Source
##############################

Richard Zaretsky, Esq., RICHARD P. ZARETSKY P.A. ATTORNEYS AT LAW, 1655 PALM BEACH LAKES BLVD, SUITE 900, WEST PALM BEACH, FLORIDA 33401, PHONE 561 689 6660 RPZ99@Florida-Counsel.com - FLORIDA BAR BOARD CERTIFIED IN REAL ESTATE LAW - We assist Brokers and Sellers with Short Sales and Modifications and Consult with Brokers and Sellers Nationwide! Shortsales@Florida-Counsel.com New Website www.Florida-Counsel.com. See our simple access to Short Sale and Foreclosure articles on Activerain at TABLE OF CONTENTS - RICHARD ZARETSKY SHORT SALE ARTICLES - 11/1/08

IS THE FORECLOSURE FINAL? - AND HOW DOES IT AFFECT MARKETING A SHORT SALE?

Actual question from a Realtor in Miami, Florida: I am trying to figure out for my clients who are still in the home and have actually had a foreclosure judgment awarded against their property while working on a short sale. At that point, they don't know if they should just give up as the "Foreclosure" has been awarded against them and not even pursue the short sale any longer, OR is there is hope that if they have the short sale approved that they are then "damaged less" than if they allow the auction sale to take place. I guess that I am not fully clear on what is considered the "foreclosure" as I am getting conflicting information and I feel ill prepared to answer our clients' questions at this point in the process.

Since people only refer to "foreclosure" as a single word when it actually a process, I am not sure if "foreclosure" branded on a person/credit is triggered by the "foreclosure judgment", the "sale at the courthouse steps" or the "deficiency judgment post sale". A short sale is easy to understand when that is triggered (the short sale is approved by the lender and the sale closes). But the "foreclosure" tag seems grayer to me. We are seeing, here in Dade County at least, a lot of foreclosure judgments awarded but then the lenders don't actually push for the sale for extended periods of time, still hoping the seller will get a short sale approved. It is these clients I am most concerned about.

The Answer:

Dear Miami Realtor -

As an attorney involved in the procedure of foreclosures and short sales I have been asked this question an increasing number of times - which tells me the legal process is confusing when it comes to the full run of the foreclosure process. So this article will set it out from way in the beginning to the very end and hopefully it will answer your question.

Nutshell Answer

First the nutshell answers to the above questions: When a foreclosure complaint is filed against a property owner it is not the END of the process - it is the BEGINNING. There is plenty of time for a short sale! In fact my office has several times accepted a client with a foreclosure sale scheduled for the next week and with a little convincing gotten it cancelled and then started the short sale process of getting a broker, listing the property and getting a contract, etc. A short sale is possible unless the property is already sold at a public auction of foreclosure. In almost every situation I have seen, the Lender does not want the foreclosure sale to occur if there is another alternative to them getting paid back at least the current value of the home. Primarily this is because of the cost to take and resell the property (averaged by Fannie Mae at more than $58,000). So what then is the process of a foreclosure?

What is the Foreclosure Process?

The Promissory Note - the obligation to pay back the borrowed money -

In the beginning there is a PROMISSORY NOTE. This is a promise to repay money that is being given by the HOLDER, usually a bank or LENDER. To be sure the promissory note is repaid the HOLDER wants some collateral. The collateral could be anything from your heirloom watch to your car, but for our discussion purposes it will be your house.

##############################

Stored records

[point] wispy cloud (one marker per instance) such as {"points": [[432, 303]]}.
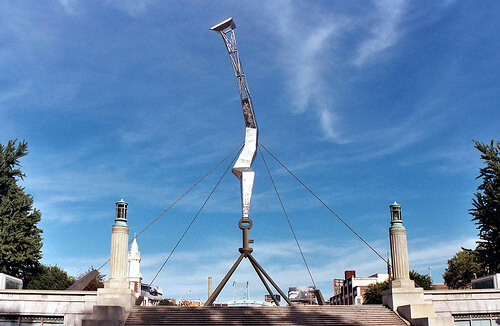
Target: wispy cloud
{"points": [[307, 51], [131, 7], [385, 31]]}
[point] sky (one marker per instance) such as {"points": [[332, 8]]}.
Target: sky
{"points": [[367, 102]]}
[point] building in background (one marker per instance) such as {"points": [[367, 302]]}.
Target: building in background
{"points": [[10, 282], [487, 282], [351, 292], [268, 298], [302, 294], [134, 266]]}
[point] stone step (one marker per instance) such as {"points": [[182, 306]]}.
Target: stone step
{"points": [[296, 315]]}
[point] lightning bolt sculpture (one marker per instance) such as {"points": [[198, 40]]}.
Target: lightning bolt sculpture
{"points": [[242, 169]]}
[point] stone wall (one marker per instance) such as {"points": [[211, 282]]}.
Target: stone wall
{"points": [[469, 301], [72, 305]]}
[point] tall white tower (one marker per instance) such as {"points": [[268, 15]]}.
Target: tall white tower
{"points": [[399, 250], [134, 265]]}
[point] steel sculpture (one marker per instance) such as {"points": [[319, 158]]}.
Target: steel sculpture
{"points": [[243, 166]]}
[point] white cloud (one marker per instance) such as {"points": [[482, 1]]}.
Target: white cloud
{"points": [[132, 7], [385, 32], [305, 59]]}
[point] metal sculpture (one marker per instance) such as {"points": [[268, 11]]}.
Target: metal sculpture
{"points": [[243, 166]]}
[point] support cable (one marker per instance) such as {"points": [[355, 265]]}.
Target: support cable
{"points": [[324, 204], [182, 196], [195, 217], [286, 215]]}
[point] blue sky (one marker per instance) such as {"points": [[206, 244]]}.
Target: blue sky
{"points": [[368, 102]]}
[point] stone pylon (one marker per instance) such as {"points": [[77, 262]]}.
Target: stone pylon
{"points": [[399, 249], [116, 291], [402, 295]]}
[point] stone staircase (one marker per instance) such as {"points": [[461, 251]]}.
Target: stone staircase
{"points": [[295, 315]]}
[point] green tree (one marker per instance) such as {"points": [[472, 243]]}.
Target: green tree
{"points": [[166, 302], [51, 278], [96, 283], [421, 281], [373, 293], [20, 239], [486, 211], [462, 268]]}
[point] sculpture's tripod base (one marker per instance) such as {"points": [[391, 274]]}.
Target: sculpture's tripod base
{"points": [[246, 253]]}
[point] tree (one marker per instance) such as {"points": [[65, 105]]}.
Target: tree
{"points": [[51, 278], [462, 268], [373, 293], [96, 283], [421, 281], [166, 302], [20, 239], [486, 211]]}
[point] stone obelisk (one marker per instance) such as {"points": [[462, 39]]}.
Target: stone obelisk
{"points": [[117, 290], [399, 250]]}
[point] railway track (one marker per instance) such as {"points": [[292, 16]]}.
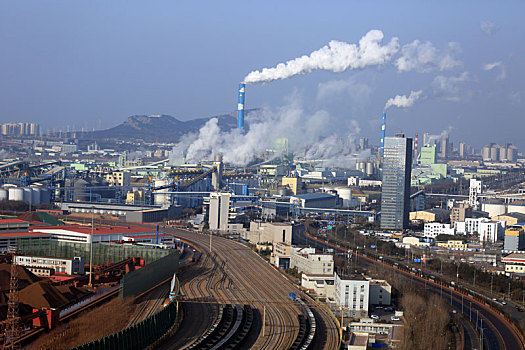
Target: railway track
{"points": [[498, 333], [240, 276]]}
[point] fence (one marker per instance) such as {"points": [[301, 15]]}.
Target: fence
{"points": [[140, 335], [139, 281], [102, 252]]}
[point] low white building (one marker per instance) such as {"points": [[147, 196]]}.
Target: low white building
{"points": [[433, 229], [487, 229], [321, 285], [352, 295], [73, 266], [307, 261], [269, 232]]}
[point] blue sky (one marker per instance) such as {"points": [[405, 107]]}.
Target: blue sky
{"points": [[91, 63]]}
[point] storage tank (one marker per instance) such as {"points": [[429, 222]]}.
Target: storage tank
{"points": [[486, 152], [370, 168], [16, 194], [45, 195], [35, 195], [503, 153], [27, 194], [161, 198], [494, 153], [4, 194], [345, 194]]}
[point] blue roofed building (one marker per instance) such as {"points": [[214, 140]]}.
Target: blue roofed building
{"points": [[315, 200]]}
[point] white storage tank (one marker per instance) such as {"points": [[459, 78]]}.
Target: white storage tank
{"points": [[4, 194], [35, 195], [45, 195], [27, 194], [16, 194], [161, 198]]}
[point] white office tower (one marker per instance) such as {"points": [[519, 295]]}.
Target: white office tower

##############################

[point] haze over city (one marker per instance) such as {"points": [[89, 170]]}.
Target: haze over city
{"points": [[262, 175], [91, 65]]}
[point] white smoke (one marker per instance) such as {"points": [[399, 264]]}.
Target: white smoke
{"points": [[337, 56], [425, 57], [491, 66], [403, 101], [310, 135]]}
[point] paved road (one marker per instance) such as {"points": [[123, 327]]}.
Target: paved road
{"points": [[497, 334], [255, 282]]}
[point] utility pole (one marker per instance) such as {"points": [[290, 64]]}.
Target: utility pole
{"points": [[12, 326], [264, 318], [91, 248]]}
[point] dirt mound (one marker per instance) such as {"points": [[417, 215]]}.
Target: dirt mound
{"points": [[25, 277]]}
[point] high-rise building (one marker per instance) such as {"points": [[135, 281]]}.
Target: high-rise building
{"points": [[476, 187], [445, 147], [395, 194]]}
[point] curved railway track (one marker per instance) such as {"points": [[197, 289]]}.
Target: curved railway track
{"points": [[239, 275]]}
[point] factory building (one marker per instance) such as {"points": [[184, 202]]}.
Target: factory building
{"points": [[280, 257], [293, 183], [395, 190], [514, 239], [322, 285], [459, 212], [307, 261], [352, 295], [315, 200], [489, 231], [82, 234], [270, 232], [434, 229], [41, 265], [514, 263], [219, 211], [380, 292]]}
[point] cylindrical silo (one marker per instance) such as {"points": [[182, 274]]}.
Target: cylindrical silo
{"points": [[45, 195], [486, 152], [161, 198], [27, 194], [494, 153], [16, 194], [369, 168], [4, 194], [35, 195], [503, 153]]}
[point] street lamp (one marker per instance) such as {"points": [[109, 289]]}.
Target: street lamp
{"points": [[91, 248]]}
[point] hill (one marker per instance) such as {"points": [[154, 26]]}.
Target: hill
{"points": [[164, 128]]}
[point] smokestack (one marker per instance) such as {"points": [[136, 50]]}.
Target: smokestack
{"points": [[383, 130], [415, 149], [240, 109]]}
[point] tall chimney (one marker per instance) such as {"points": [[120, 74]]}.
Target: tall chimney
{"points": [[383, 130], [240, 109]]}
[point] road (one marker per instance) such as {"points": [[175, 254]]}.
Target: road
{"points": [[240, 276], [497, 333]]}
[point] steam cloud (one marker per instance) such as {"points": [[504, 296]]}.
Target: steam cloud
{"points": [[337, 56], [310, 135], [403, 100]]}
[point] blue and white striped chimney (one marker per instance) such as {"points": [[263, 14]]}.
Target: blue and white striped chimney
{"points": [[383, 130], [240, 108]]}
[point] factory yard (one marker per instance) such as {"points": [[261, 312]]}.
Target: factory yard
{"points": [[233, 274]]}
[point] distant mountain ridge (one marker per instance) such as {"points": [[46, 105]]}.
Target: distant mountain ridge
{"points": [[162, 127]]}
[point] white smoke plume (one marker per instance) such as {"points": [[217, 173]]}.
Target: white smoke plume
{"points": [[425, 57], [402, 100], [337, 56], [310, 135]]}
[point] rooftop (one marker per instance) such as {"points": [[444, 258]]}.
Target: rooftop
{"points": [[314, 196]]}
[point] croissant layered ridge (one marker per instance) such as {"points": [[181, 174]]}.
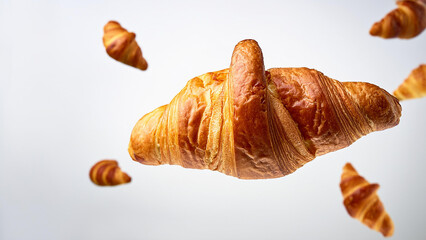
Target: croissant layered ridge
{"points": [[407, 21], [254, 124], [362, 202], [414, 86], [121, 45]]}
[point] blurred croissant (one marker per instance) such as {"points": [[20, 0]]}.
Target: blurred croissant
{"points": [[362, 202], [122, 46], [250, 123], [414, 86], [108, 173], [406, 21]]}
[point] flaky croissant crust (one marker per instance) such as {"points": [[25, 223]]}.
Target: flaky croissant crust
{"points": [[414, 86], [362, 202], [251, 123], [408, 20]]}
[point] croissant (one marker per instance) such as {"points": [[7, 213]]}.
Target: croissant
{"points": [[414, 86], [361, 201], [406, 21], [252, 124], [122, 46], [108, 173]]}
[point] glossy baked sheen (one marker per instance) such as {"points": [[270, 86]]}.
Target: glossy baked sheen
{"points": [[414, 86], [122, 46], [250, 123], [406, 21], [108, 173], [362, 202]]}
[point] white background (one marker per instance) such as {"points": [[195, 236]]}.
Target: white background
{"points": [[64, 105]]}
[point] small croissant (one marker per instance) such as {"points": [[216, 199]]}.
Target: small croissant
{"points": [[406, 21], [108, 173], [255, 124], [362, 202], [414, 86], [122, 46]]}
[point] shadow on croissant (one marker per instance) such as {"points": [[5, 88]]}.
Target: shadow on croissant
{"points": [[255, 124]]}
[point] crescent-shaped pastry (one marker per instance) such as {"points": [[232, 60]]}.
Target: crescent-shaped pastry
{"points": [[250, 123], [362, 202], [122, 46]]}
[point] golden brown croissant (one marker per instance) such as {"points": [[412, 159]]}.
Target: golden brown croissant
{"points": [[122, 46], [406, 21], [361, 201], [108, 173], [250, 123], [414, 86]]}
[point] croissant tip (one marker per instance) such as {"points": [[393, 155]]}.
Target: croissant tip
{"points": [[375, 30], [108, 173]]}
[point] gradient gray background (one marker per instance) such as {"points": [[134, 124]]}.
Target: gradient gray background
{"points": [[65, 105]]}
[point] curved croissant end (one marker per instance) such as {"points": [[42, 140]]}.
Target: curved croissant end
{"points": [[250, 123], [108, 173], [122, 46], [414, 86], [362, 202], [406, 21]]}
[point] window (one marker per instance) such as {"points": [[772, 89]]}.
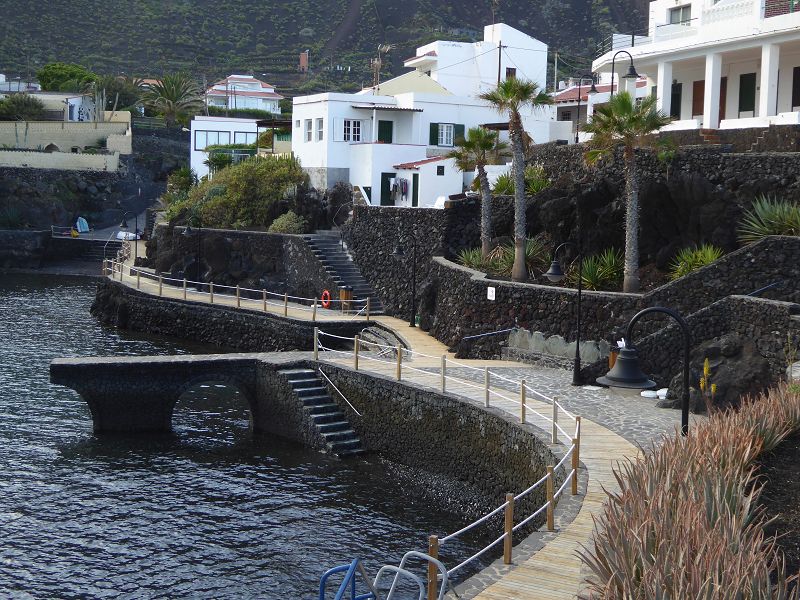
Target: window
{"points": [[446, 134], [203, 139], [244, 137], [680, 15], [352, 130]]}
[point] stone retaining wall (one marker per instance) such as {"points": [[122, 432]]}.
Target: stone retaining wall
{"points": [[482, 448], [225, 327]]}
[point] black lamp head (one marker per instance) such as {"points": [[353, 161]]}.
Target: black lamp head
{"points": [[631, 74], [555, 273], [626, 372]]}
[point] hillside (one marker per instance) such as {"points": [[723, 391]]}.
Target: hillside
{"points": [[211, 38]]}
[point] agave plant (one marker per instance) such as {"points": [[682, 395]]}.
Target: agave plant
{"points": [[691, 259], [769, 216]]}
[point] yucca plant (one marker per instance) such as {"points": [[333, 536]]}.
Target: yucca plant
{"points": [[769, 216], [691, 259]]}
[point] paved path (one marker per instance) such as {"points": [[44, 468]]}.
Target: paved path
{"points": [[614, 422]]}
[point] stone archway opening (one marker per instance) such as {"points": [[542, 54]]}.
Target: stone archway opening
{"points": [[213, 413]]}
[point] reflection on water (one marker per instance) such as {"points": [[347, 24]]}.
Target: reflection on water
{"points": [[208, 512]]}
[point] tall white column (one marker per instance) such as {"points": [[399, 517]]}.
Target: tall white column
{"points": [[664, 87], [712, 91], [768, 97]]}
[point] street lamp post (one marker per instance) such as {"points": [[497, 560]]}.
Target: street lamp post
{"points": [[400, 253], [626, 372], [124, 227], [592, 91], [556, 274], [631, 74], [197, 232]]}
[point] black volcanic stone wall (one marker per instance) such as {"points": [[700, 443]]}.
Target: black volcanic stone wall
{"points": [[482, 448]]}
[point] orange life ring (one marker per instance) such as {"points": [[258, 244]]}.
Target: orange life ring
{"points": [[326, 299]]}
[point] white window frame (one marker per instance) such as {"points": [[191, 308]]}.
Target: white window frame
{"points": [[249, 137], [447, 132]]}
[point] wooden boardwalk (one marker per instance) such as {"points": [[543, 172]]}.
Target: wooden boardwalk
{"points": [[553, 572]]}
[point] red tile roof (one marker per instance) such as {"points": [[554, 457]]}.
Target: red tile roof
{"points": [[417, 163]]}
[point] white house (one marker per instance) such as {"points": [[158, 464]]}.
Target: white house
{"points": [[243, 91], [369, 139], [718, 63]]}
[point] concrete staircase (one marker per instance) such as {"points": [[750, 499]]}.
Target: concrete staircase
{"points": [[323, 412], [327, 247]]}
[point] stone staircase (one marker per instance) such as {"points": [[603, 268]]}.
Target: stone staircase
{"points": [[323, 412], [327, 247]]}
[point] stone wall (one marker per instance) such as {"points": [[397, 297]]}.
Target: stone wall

##############################

Required tasks
A – According to the foreclosure article, what is Fannie Mae's average cost for a lender to take and resell a property?
B – Repeat the foreclosure article word for word, starting at "In the beginning there" and ending at "be your house.".
C – Pick up the foreclosure and short sale article after its last sentence and keep writing it.
The rows are material apart from the foreclosure article.

Answers for the exercise
A – More than $58,000.

B –
In the beginning there is a PROMISSORY NOTE. This is a promise to repay money that is being given by the HOLDER, usually a bank or LENDER. To be sure the promissory note is repaid the HOLDER wants some collateral. The collateral could be anything from your heirloom watch to your car, but for our discussion purposes it will be your house.

C –
The Mortgage - the collateral of your promise to pay back the money -

The typical way to provide the collateral of your house to the HOLDER of the promissory note is to sign a MORTGAGE. The mortgage is not a promise to pay any money. It is merely the promise that if the promissory note is not paid according to its terms, the HOLDER of the promissory note has the option of selling your house and taking from the proceeds of that sale only enough money to pay back the promissory note, giving to you the balance of any excess money from that sale.

Why do I get sued if I don't pay the money to the Lender?

Understand that the HOLDER does not have to use the mortgage to collect on the payments unpaid on the promissory note as there are other collection methods. For example, the HOLDER can just sue on the promissory note and get a money judgment against you for not paying according to the terms of the promissory note. That money judgment can then become a lien upon all of your property, both real estate and non-real estate, and (with certain exceptions) the HOLDER can then have the Sheriff sell your real estate or non-real estate assets until the funds raised are enough to pay off the promissory note.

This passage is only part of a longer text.